→ Task inputs
------
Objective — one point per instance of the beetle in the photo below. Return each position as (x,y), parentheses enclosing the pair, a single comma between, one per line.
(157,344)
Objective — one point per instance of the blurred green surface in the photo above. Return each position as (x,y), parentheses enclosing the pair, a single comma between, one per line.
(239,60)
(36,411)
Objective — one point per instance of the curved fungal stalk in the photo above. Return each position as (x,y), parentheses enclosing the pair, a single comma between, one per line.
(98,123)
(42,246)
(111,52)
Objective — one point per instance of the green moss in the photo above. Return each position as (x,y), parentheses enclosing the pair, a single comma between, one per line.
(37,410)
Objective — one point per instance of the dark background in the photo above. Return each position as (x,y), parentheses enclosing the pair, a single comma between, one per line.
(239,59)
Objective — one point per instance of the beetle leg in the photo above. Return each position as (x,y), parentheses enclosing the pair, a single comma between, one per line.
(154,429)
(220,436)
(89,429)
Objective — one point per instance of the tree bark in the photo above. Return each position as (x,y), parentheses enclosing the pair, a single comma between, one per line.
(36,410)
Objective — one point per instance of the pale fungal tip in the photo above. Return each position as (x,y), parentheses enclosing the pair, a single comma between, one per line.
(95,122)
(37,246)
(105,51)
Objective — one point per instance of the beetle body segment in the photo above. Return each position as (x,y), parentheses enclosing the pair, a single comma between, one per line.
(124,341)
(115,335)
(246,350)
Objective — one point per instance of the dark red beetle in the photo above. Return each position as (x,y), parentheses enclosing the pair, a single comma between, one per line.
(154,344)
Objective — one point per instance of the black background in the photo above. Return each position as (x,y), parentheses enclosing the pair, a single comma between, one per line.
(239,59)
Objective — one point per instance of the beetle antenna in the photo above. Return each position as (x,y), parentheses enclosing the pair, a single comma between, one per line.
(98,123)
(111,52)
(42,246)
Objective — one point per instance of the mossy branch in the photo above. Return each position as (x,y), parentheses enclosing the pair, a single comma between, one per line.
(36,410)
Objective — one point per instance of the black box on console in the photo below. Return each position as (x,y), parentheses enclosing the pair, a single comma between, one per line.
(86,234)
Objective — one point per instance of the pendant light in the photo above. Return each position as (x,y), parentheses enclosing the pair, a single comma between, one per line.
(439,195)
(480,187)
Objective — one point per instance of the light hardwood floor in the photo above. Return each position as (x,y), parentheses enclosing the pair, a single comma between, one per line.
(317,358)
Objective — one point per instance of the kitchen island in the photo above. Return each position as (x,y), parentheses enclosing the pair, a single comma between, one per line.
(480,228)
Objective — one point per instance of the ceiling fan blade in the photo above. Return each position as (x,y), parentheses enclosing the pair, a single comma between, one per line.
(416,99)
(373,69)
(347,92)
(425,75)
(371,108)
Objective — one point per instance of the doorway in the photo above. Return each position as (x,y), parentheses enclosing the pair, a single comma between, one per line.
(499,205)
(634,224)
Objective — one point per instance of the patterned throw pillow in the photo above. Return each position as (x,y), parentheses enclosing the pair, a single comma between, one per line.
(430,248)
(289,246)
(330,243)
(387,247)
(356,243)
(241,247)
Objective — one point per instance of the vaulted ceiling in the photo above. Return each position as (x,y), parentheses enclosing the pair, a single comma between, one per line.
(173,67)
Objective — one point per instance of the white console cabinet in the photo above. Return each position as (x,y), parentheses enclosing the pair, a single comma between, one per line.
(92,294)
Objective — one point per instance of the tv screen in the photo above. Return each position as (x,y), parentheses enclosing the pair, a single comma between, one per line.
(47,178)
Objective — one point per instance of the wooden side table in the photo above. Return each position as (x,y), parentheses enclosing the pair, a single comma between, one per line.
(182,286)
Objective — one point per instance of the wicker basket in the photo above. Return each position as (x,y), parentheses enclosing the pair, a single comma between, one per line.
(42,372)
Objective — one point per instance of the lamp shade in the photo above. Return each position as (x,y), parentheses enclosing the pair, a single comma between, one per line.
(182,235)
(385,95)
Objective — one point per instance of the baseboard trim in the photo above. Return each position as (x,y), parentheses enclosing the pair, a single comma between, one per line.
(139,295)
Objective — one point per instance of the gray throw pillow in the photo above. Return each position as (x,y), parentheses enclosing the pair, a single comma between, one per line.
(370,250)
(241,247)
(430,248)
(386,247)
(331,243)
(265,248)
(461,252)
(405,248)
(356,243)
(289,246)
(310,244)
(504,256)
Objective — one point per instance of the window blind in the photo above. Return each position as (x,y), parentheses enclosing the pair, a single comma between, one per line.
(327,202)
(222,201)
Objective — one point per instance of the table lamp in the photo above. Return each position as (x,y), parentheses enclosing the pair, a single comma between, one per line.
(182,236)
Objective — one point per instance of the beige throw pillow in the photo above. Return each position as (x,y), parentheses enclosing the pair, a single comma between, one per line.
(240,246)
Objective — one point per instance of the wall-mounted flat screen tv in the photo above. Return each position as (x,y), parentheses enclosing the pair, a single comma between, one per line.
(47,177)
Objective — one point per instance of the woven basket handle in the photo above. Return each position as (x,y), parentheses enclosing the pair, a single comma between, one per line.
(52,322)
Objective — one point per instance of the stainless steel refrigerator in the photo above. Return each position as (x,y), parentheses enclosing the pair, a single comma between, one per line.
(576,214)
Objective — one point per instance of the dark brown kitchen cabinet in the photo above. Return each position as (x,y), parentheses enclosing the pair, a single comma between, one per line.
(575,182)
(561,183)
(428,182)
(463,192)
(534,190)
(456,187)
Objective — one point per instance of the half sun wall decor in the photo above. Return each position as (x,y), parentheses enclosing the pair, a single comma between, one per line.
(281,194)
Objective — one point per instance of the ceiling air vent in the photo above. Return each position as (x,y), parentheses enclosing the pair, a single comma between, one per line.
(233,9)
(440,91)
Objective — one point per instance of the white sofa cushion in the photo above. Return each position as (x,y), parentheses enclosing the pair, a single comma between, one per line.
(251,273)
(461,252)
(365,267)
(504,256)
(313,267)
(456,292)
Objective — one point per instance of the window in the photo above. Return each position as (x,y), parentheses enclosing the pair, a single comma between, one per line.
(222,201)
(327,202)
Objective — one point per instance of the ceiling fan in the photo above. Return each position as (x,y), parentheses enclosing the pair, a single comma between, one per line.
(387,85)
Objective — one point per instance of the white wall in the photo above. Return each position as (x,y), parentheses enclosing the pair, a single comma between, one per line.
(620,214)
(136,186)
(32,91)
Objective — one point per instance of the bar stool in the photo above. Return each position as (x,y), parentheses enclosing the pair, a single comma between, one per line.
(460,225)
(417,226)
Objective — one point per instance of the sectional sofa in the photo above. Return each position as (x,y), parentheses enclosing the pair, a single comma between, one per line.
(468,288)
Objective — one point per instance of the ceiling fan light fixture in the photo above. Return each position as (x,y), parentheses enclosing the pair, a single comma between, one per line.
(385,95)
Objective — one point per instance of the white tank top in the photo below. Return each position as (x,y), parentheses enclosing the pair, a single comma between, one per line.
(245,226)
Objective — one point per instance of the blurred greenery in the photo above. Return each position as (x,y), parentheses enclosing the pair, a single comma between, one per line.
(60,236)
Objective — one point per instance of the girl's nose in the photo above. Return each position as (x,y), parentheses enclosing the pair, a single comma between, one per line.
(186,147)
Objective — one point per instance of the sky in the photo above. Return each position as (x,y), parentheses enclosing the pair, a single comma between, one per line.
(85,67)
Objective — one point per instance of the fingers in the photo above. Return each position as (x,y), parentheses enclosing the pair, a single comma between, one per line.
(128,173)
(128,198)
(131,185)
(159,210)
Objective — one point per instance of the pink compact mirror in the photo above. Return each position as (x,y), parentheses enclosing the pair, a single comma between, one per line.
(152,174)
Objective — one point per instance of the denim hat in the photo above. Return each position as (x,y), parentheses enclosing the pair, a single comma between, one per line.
------
Write out the listing once more, matching it exactly.

Objective — one point per instance of the beetle in the photo below. Return each position as (x,y), parentheses enclosing the pair, a single comma between, one per line.
(157,344)
Objective — one point per instance of the blurred green surface in the photo above. Return each position as (x,y), parentheses enclosing the pair, a single comma between, one per line.
(239,60)
(36,411)
Objective — one point per instance of the curved fungal stalk in the photo above. Return each position as (x,y), parentheses enclosing the pair, a single comma between, one per line.
(98,123)
(42,246)
(111,52)
Objective — one point per instance of the green moss in the photo above. Return each position as (x,y), parentheses enclosing the pair, a single comma between, one per line.
(37,410)
Objective — one point per instance of the dark background in the photo above. Return each position as (x,y), parentheses enclosing the pair, a single comma between, one per line.
(239,59)
Objective — one point per instance of the beetle leg in the photo above. Return each position as (x,y), parentheses enclosing the pair, a single comma between, one per line.
(154,429)
(220,436)
(89,429)
Objective — one point per instance of the tree bark in the photo above. Return each position as (x,y), parentheses enclosing the pair, a single comma between, one per line.
(36,410)
Objective — one point per instance of the pale fungal tip in the photo above. Return each position as (x,y), parentheses enclosing the pair, a single comma between, one per line.
(95,122)
(37,246)
(105,51)
Objective — one point per instance of the beetle body segment in the photo above. Return each position as (x,y), parentheses enclosing the pair, a single comma between, one per line.
(124,341)
(115,335)
(246,350)
Objective — one point per instance of the dark red beetle in the photo above. Return each position as (x,y), parentheses enclosing the pair, a single comma between, one per line.
(154,344)
Objective — one point per instance of the black background in the photo above. Return each position as (x,y), parentheses enclosing the pair, a single comma between, one per line.
(239,59)
Objective — one point per instance of the beetle antenna in the photo above. Return each position as (x,y), parentheses enclosing the pair, a single comma between, one per line.
(98,123)
(111,52)
(42,246)
Objective — one point per instance of the mossy branch in the photo above. Return each position as (x,y), parentheses enclosing the pair, a single comma between, one per line.
(36,410)
Objective — one point per instance of the black box on console in the photo below. Return each position as (x,y), parentheses enclosing the pair, a single comma between, one per line.
(86,234)
Objective — one point per instance of the pendant light in the photo above. Return each position as (x,y), parentheses enclosing the pair, a single comma between, one per line.
(439,195)
(480,187)
Objective — one point per instance of the light hardwood floor in the photo above. Return each position as (x,y), parentheses enclosing the pair, a single comma between, one per line.
(317,358)
Objective — one point per instance of the kitchen island in the photo above. Return each position as (x,y), parentheses enclosing the pair, a single comma between, one per line.
(480,228)
Objective — one point per instance of the ceiling fan blade in the photo above. Return each position as (x,y), parentheses enclosing the pair, a single comma between, one per line.
(416,99)
(373,69)
(347,92)
(425,75)
(371,108)
Objective — one point per instance of the doorway in the photo above. Return each position as (x,y), parentheses enclosing the pair, a single comma between, one per line.
(499,205)
(634,224)
Objective — one point per instance of the patterned throw pillow in the photo above. Return each position as (x,y), parentheses enclosing the pair, a single comma between, one per line.
(430,248)
(289,246)
(330,243)
(387,247)
(356,243)
(241,247)
Objective — one point per instance of the vaulted ceiling in the photo above. Return each position as (x,y), parentheses enclosing the pair, a single comma between, one per line.
(173,67)
Objective — one point per instance of the white console cabinet in the photo above. Return each position as (x,y), parentheses enclosing the pair, a single comma between, one per line.
(92,294)
Objective — one point per instance of the tv screen in the photo above. Return each position as (x,y), parentheses enclosing the pair, a single comma between, one per line.
(47,178)
Objective — one point per instance of the wooden side table in the photo above. Return each position as (x,y), parentheses enclosing the pair, a single comma between, one per line.
(182,286)
Objective — one point per instance of the wicker basket in the photo above. Return each position as (x,y), parentheses enclosing the pair, a single comma between, one per line.
(42,372)
Objective — one point per instance of the lamp shade in the photo above. Return each position as (x,y), parentheses enclosing the pair, a single comma between, one per line.
(182,235)
(385,95)
Objective — one point per instance of the baseboard trim in the photo above. Return each position as (x,y), parentheses enclosing the pair, a single comma between, one per line.
(139,295)
Objective — one point per instance of the gray throw pillow in the photo above. Return each position as (x,y), parentheses enclosing the pair, a single comma between, one per line.
(370,250)
(241,247)
(430,248)
(386,247)
(331,243)
(265,248)
(461,252)
(405,248)
(356,243)
(289,246)
(310,244)
(504,256)
Objective — one point per instance of the window blind in the photo above. Return each position as (x,y), parentheses enclosing the pair, a single comma between, one per line.
(327,202)
(222,201)
Objective — one point per instance of the table lamp in the photo above. Return each position as (x,y), parentheses enclosing the pair, a single comma between, one per line.
(182,236)
Objective — one point per instance of the beige throw pillow in the photo above. Return each position as (x,y), parentheses enclosing the pair, a single comma between, one per line.
(240,246)
Objective — one point per instance of the wall-mounted flat screen tv in the photo above. Return each position as (x,y), parentheses enclosing the pair, a single comma between, one per line.
(47,177)
Objective — one point per instance of the woven basket handle in the photo above. Return each position as (x,y), parentheses enclosing the pair, a single comma between, one per line.
(52,322)
Objective — one point per instance of the stainless steel refrigerator in the photo above. Return each position as (x,y), parentheses enclosing the pair, a single comma between, one per line.
(576,214)
Objective — one point per instance of the dark brown kitchen cabinet in the photo above. Return each position as (x,y), parentheses enclosing the pair, a single comma between, one per line.
(575,182)
(561,183)
(428,182)
(463,192)
(534,190)
(456,187)
Objective — one point per instance of the half sun wall decor in the photo above. Return each position as (x,y), parentheses enclosing the pair, a single comma between, one per line.
(281,194)
Objective — one point per instance of the ceiling air vent in the photo above. Return each position as (x,y), parentheses enclosing the pair, a single comma between, one per line.
(233,9)
(440,91)
Objective — one point per instance of the white sofa cushion in the photo above. Return each position as (x,y), parentheses enclosing the pair, a single comma between, one per line.
(251,273)
(461,252)
(365,267)
(504,256)
(313,267)
(456,292)
Objective — one point per instance of the window in the photo above. Return each position as (x,y), parentheses enclosing the pair, a single comma between, one per line.
(222,201)
(327,202)
Objective — one point per instance of the ceiling fan in the photo above. Return each position as (x,y), parentheses enclosing the pair, a single comma between, one per line.
(387,85)
Objective — one point per instance of the white wall in the photo above. Return each position as (x,y), parentheses enclosing the pair, a single comma between, one per line.
(620,214)
(136,186)
(32,91)
Objective — one point per instance of the bar stool in the photo above. Return each position as (x,y), parentheses enclosing the pair, a single comma between, one per line.
(460,225)
(417,226)
Objective — one point per instance of the sectional sofa in the photo above. Return each position as (x,y), parentheses enclosing the pair, a single comma between, one per line.
(468,288)
Objective — one point per instance of the ceiling fan light fixture in the photo above. Return each position as (x,y), parentheses enclosing the pair, a single comma between, one per line.
(385,95)
Objective — one point per instance of the white tank top in the photo below. Return each position as (x,y), parentheses enclosing the pair, a single comma between, one per line.
(245,226)
Objective — one point per instance of the blurred greenery in the photo above. Return each position as (x,y), parentheses enclosing the pair, a single comma between, one per line.
(60,236)
Objective — one point per instance of the girl's nose in the photo above. Return each position as (x,y), parentheses enclosing the pair, a single comma between, one per line.
(186,147)
Objective — one point per instance of the sky in the photo above. Return each position as (x,y), parentheses enclosing the pair, a single comma between, one per line.
(85,67)
Objective — one point per instance of the fingers in the photo above. Return each position as (x,y), parentheses enclosing the pair, a single comma between, one per line.
(128,173)
(128,198)
(131,185)
(159,210)
Objective — one point per instance of the pink compact mirror in the photo above. Return each position as (x,y), parentheses enclosing the pair, a single comma between, one per line.
(152,174)
Objective — one point per instance of the denim hat in the photo above. Return each position as (x,y), parentheses enclosing the pair, a single comma between, one per line.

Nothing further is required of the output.